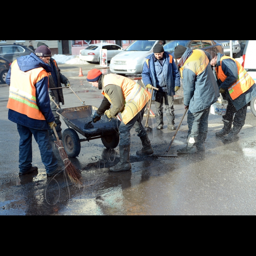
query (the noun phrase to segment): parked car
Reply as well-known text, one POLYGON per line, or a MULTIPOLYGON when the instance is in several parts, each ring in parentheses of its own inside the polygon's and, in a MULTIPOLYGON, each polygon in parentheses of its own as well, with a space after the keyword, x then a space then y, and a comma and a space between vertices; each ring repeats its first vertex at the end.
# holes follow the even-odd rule
POLYGON ((3 83, 5 83, 7 73, 11 64, 8 60, 0 57, 0 80, 3 83))
POLYGON ((30 48, 22 45, 0 45, 0 57, 13 62, 17 58, 29 55, 34 52, 30 48))
POLYGON ((174 49, 178 45, 188 47, 191 50, 209 50, 215 53, 223 53, 222 45, 214 40, 172 40, 163 46, 163 49, 174 57, 174 49))
MULTIPOLYGON (((80 60, 89 62, 99 62, 99 51, 101 48, 101 44, 91 45, 80 51, 79 57, 80 60)), ((108 61, 111 60, 114 56, 124 50, 122 47, 113 44, 103 44, 102 49, 108 50, 108 61)))
MULTIPOLYGON (((224 54, 227 56, 230 56, 230 40, 217 40, 216 41, 223 45, 224 54)), ((233 58, 240 58, 241 56, 241 48, 238 41, 238 40, 232 40, 232 45, 233 58)))
POLYGON ((223 53, 222 45, 213 40, 138 40, 135 41, 125 50, 113 58, 109 67, 112 72, 120 74, 141 74, 146 57, 153 53, 153 48, 158 43, 163 41, 165 50, 174 57, 174 48, 181 44, 191 49, 211 49, 223 53))
MULTIPOLYGON (((251 77, 256 82, 256 40, 248 40, 243 54, 242 65, 251 77)), ((251 101, 249 105, 253 114, 256 116, 256 97, 251 101)))

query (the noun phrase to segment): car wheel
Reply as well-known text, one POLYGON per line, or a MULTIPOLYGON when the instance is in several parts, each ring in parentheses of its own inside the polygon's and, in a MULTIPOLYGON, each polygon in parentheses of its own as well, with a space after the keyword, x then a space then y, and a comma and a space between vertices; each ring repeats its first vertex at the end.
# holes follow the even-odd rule
POLYGON ((1 82, 3 83, 5 83, 5 81, 6 81, 6 76, 7 76, 8 73, 8 70, 5 70, 1 74, 0 80, 1 80, 1 82))
POLYGON ((251 101, 250 105, 252 113, 256 116, 256 97, 251 101))

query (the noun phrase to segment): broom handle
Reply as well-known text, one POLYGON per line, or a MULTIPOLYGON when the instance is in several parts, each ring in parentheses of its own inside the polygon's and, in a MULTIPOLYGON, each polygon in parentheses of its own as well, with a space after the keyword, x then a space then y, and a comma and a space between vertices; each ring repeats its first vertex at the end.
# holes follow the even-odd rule
POLYGON ((150 114, 150 109, 151 109, 151 104, 152 103, 152 98, 153 97, 153 90, 156 90, 157 91, 159 91, 159 89, 158 88, 157 88, 155 87, 154 87, 154 86, 151 86, 151 89, 152 90, 151 91, 151 97, 150 97, 150 101, 149 102, 149 109, 147 109, 147 120, 146 121, 146 124, 145 125, 145 127, 147 127, 148 123, 148 118, 149 118, 149 114, 150 114))
POLYGON ((52 129, 53 130, 53 131, 54 132, 54 134, 55 135, 55 136, 56 136, 56 138, 57 139, 57 140, 59 140, 60 138, 59 138, 59 136, 58 136, 58 134, 57 134, 57 132, 56 131, 56 129, 55 129, 55 127, 54 126, 53 126, 53 128, 52 128, 52 129))
POLYGON ((184 114, 183 114, 183 116, 181 118, 181 120, 180 122, 180 123, 179 124, 179 125, 178 126, 178 127, 177 128, 177 129, 176 130, 176 132, 175 132, 175 133, 174 134, 173 137, 173 138, 172 139, 172 141, 170 143, 170 145, 169 145, 169 147, 168 149, 166 151, 166 152, 165 152, 165 154, 163 154, 164 155, 165 155, 165 153, 168 153, 169 152, 169 150, 170 150, 170 149, 171 148, 171 147, 172 146, 172 144, 173 144, 173 141, 174 140, 174 139, 175 138, 175 137, 176 136, 176 135, 177 135, 177 133, 178 133, 178 131, 179 130, 179 129, 180 129, 180 126, 181 125, 181 123, 182 123, 182 121, 183 121, 183 119, 184 119, 184 117, 185 117, 185 116, 186 115, 186 114, 187 114, 187 112, 188 112, 188 108, 186 108, 186 109, 185 110, 185 111, 184 112, 184 114))

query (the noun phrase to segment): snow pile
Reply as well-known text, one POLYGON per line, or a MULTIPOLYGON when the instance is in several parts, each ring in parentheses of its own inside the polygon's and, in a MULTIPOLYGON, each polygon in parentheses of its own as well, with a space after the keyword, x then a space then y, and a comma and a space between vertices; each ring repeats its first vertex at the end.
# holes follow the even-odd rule
POLYGON ((81 60, 78 55, 64 55, 63 54, 55 54, 52 57, 57 64, 68 65, 88 65, 89 63, 84 60, 81 60))

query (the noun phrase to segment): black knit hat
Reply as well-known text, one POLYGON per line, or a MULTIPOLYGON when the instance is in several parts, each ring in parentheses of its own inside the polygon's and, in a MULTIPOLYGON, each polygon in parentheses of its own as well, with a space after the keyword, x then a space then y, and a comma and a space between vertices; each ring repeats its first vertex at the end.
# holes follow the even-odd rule
POLYGON ((41 45, 44 45, 46 47, 49 48, 49 46, 48 46, 47 45, 46 45, 45 44, 42 43, 41 42, 38 42, 38 43, 37 44, 37 47, 39 47, 39 46, 41 46, 41 45))
POLYGON ((182 57, 187 50, 187 48, 183 45, 177 45, 174 48, 174 57, 175 59, 179 59, 182 57))
POLYGON ((51 57, 52 52, 45 45, 41 45, 35 51, 35 54, 38 57, 51 57))
POLYGON ((165 49, 163 49, 163 46, 159 43, 157 44, 153 48, 153 52, 154 53, 161 53, 164 51, 165 49))

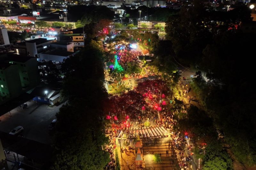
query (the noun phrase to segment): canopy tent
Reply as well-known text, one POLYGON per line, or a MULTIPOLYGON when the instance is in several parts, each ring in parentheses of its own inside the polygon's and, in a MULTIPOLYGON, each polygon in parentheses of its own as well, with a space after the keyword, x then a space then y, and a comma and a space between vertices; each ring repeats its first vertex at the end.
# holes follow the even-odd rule
POLYGON ((137 151, 137 154, 140 154, 141 153, 141 152, 140 151, 140 148, 138 148, 138 150, 137 151))
POLYGON ((136 143, 136 144, 135 144, 135 148, 142 148, 142 145, 141 144, 141 143, 140 142, 140 141, 138 141, 136 143))
POLYGON ((140 154, 137 154, 136 155, 136 158, 135 159, 135 161, 142 161, 142 157, 140 154))

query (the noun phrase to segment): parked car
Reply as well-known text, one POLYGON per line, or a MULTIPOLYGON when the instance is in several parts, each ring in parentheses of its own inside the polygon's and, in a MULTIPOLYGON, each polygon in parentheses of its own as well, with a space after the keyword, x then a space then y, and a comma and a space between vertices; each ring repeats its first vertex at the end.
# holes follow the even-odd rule
POLYGON ((57 119, 54 119, 53 120, 50 125, 49 125, 49 130, 52 130, 55 126, 55 124, 56 123, 56 122, 57 121, 57 119))
POLYGON ((19 106, 19 107, 21 108, 21 106, 22 106, 22 108, 26 108, 27 107, 28 107, 28 105, 27 104, 27 103, 24 103, 21 104, 21 105, 20 105, 19 106))
POLYGON ((12 130, 10 133, 9 133, 9 134, 12 135, 15 135, 21 132, 23 130, 24 130, 24 128, 23 128, 23 127, 20 126, 19 126, 12 130))

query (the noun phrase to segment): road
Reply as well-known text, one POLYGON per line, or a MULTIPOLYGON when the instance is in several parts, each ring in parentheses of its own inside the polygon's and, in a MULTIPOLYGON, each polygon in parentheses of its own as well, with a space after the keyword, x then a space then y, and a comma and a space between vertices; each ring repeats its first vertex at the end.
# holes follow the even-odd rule
POLYGON ((62 104, 50 107, 34 102, 27 102, 28 107, 21 109, 17 107, 1 117, 0 131, 9 133, 18 126, 24 128, 23 137, 46 144, 52 143, 52 137, 49 134, 48 127, 55 118, 62 104))

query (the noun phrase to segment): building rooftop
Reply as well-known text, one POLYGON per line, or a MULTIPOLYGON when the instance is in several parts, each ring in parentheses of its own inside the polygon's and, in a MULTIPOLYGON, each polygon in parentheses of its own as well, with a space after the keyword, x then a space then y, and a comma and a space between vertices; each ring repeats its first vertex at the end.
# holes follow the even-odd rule
POLYGON ((71 55, 74 53, 73 52, 67 51, 59 49, 51 50, 43 53, 43 54, 58 55, 64 57, 67 57, 71 55))
POLYGON ((60 91, 59 89, 47 88, 44 87, 37 87, 35 88, 30 94, 36 96, 45 97, 46 95, 45 92, 47 91, 47 98, 50 99, 58 94, 60 91))
POLYGON ((21 56, 19 55, 8 55, 6 60, 19 63, 25 63, 29 59, 34 58, 35 57, 33 57, 21 56))
POLYGON ((4 70, 11 65, 9 63, 6 63, 4 62, 0 62, 0 70, 4 70))
POLYGON ((51 44, 57 44, 58 45, 68 45, 71 44, 72 44, 72 43, 70 43, 69 42, 63 42, 63 41, 57 41, 51 43, 51 44))
POLYGON ((62 31, 62 32, 69 32, 73 31, 73 33, 83 33, 84 28, 78 28, 72 30, 62 31))
POLYGON ((50 41, 52 41, 52 40, 47 40, 46 38, 37 38, 34 40, 29 40, 28 41, 25 41, 21 42, 18 42, 16 43, 14 45, 19 45, 25 46, 26 42, 29 42, 29 43, 36 43, 36 44, 37 45, 43 43, 44 43, 50 41))
POLYGON ((30 43, 36 43, 36 45, 40 44, 43 43, 44 43, 47 42, 51 41, 52 40, 47 40, 46 38, 37 38, 35 40, 31 40, 26 41, 26 42, 29 42, 30 43))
★ ★ ★
# EXERCISE DETAILS
Return, exactly and unchanged, everything from the start of the entries down to the line that contains "POLYGON ((30 48, 22", including both ends, and omit the pictures from your answer.

# RIGHT ANSWER
query (the noun phrase to segment): parked car
Reply as well-known text, one POLYGON per line, or a MULTIPOLYGON when the instance is in several parts, each ring in parentheses of its own inside the polygon's and, in a MULTIPOLYGON, each polygon in parentheses of its own as well, with a space after the keyword, x then a space then y, and a comma and a space between vertices; each ring repeats its first vertex at the end.
# holes follow the even-odd rule
POLYGON ((3 83, 5 83, 7 73, 11 64, 8 60, 0 57, 0 80, 3 83))
POLYGON ((30 48, 22 45, 0 45, 0 57, 13 62, 17 58, 29 55, 34 52, 30 48))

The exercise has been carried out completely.